Phrase grounding data:

══════════════════════════════

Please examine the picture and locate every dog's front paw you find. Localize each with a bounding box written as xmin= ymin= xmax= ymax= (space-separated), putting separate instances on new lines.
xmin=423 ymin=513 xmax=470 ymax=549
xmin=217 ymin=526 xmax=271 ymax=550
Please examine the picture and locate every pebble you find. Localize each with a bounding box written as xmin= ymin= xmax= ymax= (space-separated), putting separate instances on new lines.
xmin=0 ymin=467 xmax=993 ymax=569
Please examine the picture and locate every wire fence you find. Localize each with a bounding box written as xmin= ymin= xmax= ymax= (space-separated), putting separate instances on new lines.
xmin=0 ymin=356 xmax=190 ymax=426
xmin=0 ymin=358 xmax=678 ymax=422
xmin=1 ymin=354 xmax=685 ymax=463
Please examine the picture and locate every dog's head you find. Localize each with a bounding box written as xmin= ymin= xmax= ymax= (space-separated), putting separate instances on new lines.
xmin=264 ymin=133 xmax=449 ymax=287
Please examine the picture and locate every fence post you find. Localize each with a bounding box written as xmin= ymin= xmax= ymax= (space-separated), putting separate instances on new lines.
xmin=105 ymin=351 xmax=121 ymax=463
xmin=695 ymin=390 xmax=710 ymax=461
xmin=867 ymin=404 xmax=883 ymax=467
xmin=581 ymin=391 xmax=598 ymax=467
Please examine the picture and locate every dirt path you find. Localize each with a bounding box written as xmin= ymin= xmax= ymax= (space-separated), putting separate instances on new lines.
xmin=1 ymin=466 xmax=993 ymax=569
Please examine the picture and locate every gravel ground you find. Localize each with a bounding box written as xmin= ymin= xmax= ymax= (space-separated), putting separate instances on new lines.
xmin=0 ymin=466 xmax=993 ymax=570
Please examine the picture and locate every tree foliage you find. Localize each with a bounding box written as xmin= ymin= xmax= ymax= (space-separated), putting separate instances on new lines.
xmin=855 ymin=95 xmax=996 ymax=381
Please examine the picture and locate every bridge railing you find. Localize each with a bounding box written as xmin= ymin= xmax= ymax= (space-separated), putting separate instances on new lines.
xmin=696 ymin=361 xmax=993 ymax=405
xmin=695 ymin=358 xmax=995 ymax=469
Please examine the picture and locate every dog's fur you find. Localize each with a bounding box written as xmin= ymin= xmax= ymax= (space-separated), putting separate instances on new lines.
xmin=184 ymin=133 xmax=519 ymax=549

══════════════════════════════

# Aim of the task
Where the records above contain a line with "Please examine the picture and locate every bridge", repeat that line and each later line through the end, exactly, and nothing more.

# Your response
Please examine the picture and locate every bridge railing you find. Localize each with a bounding box written as xmin= ymin= xmax= ymax= (space-separated), putting separate instances on new lines.
xmin=696 ymin=361 xmax=993 ymax=405
xmin=695 ymin=358 xmax=995 ymax=469
Please examine the picture and locate every dog's fur you find. Localize each with a bounding box written as xmin= ymin= xmax= ymax= (space-separated), putting separate instances on new lines.
xmin=184 ymin=133 xmax=519 ymax=549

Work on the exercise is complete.